Brattleboro Reformer: Vermont's Workers Need Paid Sick Time
It seems like a relatively simple thing. If you get sick, you shouldn’t have to choose between safeguarding your health or getting paid.
Yet 57 percent of Vermont businesses do not offer any paid sick time to their employees.
A group called the Vermont Paid Sick Days Coalition recently called attention to this as part of a campaign to get a new law enacted in the 2010 Legislative session that would give many more workers in the state paid sick days off.
No state in America yet has a such law, but 160 other countries around the world do. More than a dozen legislatures across the United States are now considering similar laws and three U.S. cities — Milwaukee, San Francisco and Washington, D.C. — have enacted local ordinances requiring paid sick time.
If H.382, “An act relating to absence from work for health care,” became law in Vermont, employees would earn one hour of paid sick time for every 30 hours worked, up to a maximum of 56 hours each year.
Employees could use their paid sick time to recover from or receive treatment for illness or injury care for a family member; obtain diagnostic, routine, preventive or therapeutic health care, or take necessary steps for their safety as a result of sexual abuse, domestic violence or stalking.

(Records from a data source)

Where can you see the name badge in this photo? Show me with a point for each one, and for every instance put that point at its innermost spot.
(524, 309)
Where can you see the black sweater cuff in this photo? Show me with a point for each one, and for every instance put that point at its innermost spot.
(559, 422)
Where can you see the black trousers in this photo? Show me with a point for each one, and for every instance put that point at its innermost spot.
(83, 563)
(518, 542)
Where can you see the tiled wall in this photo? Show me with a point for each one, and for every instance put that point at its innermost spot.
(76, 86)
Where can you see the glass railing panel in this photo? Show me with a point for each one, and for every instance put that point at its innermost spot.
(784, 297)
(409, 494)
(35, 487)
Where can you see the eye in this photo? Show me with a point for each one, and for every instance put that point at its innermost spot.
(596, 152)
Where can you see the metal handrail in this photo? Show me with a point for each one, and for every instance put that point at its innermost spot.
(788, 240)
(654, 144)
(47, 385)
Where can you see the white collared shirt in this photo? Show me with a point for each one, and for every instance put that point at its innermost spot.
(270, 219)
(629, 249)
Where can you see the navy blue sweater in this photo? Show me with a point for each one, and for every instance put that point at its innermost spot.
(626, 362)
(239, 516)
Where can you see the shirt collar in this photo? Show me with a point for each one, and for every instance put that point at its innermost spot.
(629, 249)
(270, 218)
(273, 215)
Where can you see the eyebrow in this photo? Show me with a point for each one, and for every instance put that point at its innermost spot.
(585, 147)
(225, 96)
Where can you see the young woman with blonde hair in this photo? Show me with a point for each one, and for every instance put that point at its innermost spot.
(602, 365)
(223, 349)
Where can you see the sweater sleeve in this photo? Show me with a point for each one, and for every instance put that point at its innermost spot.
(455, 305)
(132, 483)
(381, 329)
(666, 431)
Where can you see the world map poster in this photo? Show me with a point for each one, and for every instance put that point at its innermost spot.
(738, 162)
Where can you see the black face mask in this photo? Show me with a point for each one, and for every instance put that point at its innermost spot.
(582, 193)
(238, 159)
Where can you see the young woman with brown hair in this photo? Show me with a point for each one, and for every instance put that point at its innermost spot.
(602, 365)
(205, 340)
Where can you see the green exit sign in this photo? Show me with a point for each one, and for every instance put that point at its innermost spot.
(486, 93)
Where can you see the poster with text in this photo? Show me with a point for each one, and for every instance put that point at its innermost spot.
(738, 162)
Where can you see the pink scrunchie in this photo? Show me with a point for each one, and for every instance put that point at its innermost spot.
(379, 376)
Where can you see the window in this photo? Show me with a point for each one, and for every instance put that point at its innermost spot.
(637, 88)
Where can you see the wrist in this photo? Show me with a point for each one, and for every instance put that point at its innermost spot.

---

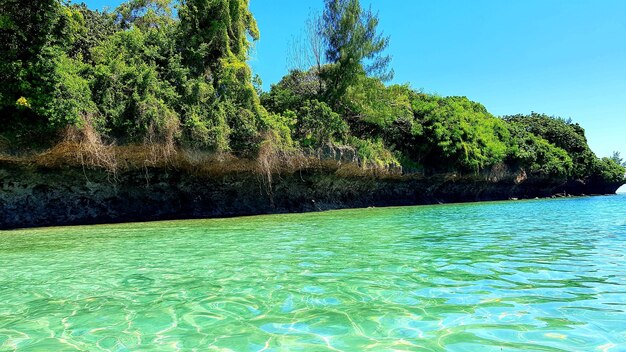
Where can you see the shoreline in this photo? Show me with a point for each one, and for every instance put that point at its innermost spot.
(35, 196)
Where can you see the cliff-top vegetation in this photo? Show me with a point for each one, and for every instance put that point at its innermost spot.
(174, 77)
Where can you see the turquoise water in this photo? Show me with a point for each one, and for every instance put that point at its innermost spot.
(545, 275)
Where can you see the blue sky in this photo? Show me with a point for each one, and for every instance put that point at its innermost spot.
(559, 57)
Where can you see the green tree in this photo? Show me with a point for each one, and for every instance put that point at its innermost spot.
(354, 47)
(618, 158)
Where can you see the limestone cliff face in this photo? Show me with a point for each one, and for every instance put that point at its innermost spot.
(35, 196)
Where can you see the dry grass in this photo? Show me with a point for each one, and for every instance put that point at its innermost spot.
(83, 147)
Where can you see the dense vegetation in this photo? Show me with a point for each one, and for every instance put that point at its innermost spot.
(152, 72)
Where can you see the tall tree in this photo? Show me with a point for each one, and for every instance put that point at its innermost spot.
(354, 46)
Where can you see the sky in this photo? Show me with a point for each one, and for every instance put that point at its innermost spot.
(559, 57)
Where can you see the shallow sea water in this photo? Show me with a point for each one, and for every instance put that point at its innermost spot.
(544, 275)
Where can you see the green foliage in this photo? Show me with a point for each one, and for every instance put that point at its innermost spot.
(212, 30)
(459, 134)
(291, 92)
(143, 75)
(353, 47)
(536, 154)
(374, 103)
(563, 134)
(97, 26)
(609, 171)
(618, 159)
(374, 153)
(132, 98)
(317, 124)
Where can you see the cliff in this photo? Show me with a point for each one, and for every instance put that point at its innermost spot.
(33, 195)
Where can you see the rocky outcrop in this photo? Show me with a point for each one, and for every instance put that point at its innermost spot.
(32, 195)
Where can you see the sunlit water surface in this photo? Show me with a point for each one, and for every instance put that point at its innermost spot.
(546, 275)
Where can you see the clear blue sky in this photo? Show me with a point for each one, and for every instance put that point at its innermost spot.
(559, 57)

List of tasks -
• A. In the text on paid sick time for Vermont workers, how many hours must an employee work under H.382 to earn one hour of paid sick time?
• B. Set down word for word the stretch from "Employees could use" through "violence or stalking." in the text on paid sick time for Vermont workers.

Solutions below -
• A. 30 hours.

• B.
Employees could use their paid sick time to recover from or receive treatment for illness or injury care for a family member; obtain diagnostic, routine, preventive or therapeutic health care, or take necessary steps for their safety as a result of sexual abuse, domestic violence or stalking.